(Given instruction): In the material, starting at the line containing "Where can you see the tan" and running through the end, change every "photo" to "image" and leave everything else as it is; omit the pictures from your answer.

============

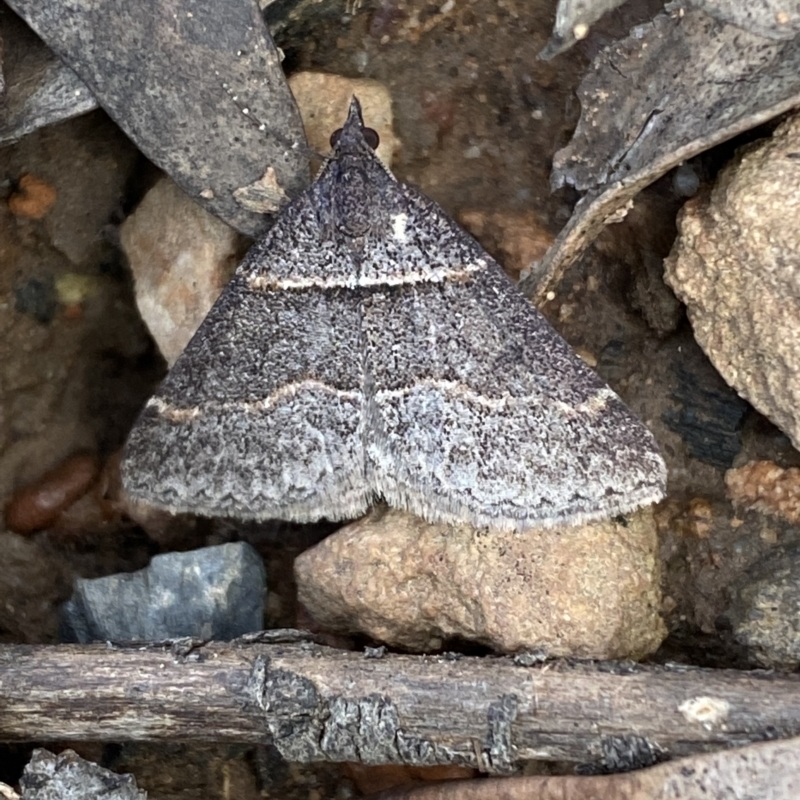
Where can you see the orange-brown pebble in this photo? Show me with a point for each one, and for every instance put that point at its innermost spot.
(766, 487)
(516, 239)
(38, 505)
(33, 198)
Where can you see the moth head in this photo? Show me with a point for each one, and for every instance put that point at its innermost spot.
(353, 129)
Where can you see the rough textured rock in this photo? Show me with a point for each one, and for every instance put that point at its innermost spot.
(69, 777)
(764, 486)
(589, 590)
(181, 256)
(736, 265)
(323, 101)
(765, 610)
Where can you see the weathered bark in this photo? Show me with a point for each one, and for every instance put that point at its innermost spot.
(314, 703)
(766, 771)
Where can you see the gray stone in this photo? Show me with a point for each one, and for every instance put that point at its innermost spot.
(181, 256)
(212, 593)
(765, 612)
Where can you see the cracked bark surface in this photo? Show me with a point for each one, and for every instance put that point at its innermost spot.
(318, 704)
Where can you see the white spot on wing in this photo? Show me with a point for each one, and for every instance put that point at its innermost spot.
(399, 227)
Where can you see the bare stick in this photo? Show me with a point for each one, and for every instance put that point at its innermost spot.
(315, 704)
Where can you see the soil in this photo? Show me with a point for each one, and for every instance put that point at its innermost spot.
(479, 118)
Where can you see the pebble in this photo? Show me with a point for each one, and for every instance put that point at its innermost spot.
(39, 505)
(323, 100)
(764, 610)
(736, 265)
(33, 198)
(181, 256)
(766, 487)
(517, 239)
(587, 590)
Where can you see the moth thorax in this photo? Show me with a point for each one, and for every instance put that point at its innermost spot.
(356, 206)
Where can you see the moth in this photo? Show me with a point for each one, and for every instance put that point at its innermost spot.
(367, 347)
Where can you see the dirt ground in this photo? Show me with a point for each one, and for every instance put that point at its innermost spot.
(479, 119)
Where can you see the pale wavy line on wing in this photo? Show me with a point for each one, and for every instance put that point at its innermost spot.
(458, 274)
(177, 413)
(590, 407)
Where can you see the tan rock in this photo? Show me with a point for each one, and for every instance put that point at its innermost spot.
(588, 590)
(181, 257)
(764, 486)
(736, 265)
(324, 99)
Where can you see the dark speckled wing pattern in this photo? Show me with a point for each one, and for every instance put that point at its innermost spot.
(367, 347)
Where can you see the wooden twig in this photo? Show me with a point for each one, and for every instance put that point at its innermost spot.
(765, 771)
(315, 703)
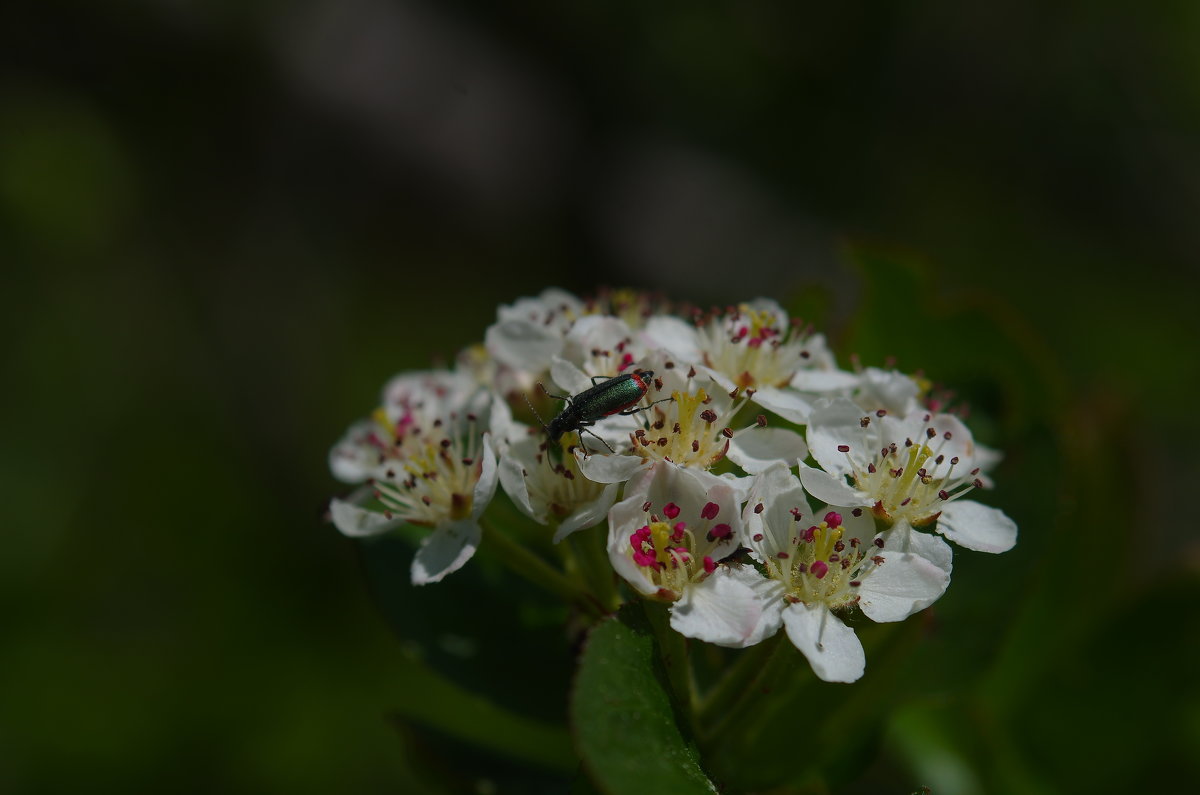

============

(Result for this task):
Where can you see the tan rock in this image? Show me with a point for each one, and for every instance put that point at its innermost spot.
(588, 590)
(181, 257)
(764, 486)
(736, 265)
(324, 99)
Where can you see the dark speckled wing pattern in this image? Show me with a point for each one, and for every instance put that point at its innermost spot.
(367, 347)
Where can you see the wooden twig in this image? Show me with a point for each one, and for every instance put that point at its innermost spot.
(765, 771)
(315, 703)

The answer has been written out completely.